#### TEXTO DE LECTURA:
┌────────
Decíamos antes que el tiempo transcurre moldeando a su paso la vereda de nuestro destino. Continué con el empeño de pulir mi escritura, siempre busqué la manera de prepararme mejor para el reto de publicar. Fue así que encontré el anuncio de un curso llamado “Narratología, Semiótica y Literatura”, impartido por el escritor Ignacio Padilla; y entonces, importándome un sorbete lo que se hablara de él, para bien o para mal, me inscribí al curso, lo que considero una de las más afortunadas decisiones de mi vida. No solamente conocí a un espléndido escritor, sino también a un excelente maestro, pero sobre todo a un buen amigo casual al que me encontraba de vez en cuando en alguna presentación o feria del libro, y con quien me gustaba conversar brevemente, despedirme y dejar que ese tiempo o ese destino nos hiciera coincidir en algún otro momento de la vida. Nunca más coincidimos en Querétaro a pesar de que vivíamos en esta ciudad, siempre que nos vimos fue en la Ciudad de México, y nos despedíamos con la promesa de volvernos a encontrar “en nuestro querido Querétaro”.
└────────
#### CONSIGNA A:
Según el texto de lectura, ¿cómo se llamaba el curso impartido por Ignacio Padilla?
El texto de lectura no guarda ninguna relación con las filas.

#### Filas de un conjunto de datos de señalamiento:
┌────────
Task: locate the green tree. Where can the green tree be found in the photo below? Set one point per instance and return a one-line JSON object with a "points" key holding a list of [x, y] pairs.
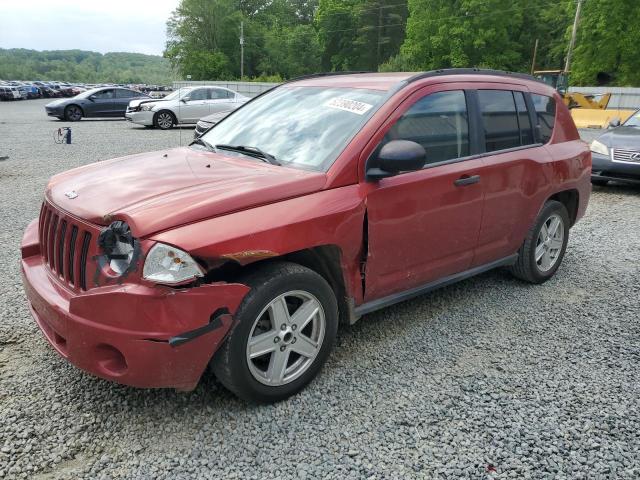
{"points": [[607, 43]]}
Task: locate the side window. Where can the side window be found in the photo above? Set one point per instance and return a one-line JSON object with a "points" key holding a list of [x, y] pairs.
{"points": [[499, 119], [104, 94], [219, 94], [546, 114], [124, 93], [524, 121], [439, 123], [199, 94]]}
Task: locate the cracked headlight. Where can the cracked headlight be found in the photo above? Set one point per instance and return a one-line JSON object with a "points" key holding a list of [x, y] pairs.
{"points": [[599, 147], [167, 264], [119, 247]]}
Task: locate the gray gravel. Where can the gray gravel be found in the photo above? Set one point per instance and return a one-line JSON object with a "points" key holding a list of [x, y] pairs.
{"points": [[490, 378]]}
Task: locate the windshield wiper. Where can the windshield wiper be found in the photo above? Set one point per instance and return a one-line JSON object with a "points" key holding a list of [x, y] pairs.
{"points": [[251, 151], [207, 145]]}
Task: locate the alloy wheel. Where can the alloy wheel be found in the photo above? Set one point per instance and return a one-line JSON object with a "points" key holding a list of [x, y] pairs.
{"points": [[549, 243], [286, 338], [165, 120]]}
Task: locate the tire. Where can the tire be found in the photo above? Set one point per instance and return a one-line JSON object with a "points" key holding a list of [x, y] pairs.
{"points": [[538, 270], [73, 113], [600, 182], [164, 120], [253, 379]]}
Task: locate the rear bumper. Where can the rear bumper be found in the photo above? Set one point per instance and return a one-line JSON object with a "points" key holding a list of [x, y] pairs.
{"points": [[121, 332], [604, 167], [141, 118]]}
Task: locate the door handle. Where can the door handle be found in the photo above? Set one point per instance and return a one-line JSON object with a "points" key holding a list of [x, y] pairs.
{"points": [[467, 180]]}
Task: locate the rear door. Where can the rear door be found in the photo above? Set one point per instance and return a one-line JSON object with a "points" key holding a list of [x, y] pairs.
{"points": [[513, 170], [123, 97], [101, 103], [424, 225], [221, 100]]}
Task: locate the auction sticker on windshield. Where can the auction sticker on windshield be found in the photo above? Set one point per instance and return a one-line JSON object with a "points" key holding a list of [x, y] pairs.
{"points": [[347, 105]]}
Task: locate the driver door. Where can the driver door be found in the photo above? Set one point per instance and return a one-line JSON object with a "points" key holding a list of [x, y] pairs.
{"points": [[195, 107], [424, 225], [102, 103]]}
└────────
#### CONSIGNA B:
¿Puedes reescribir como lista JSON de cadenas, una por línea y omitiendo las líneas en blanco, las filas que van desde la línea que contiene "Task: locate the auction" hasta el final de las filas?

#### RESPUESTA FINAL A:
“Narratología, Semiótica y Literatura”.

#### RESPUESTA FINAL B:
[
  "Task: locate the auction sticker on windshield. Where can the auction sticker on windshield be found in the photo above? Set one point per instance and return a one-line JSON object with a \"points\" key holding a list of [x, y] pairs.",
  "{\"points\": [[347, 105]]}",
  "Task: locate the driver door. Where can the driver door be found in the photo above? Set one point per instance and return a one-line JSON object with a \"points\" key holding a list of [x, y] pairs.",
  "{\"points\": [[195, 107], [424, 225], [102, 103]]}"
]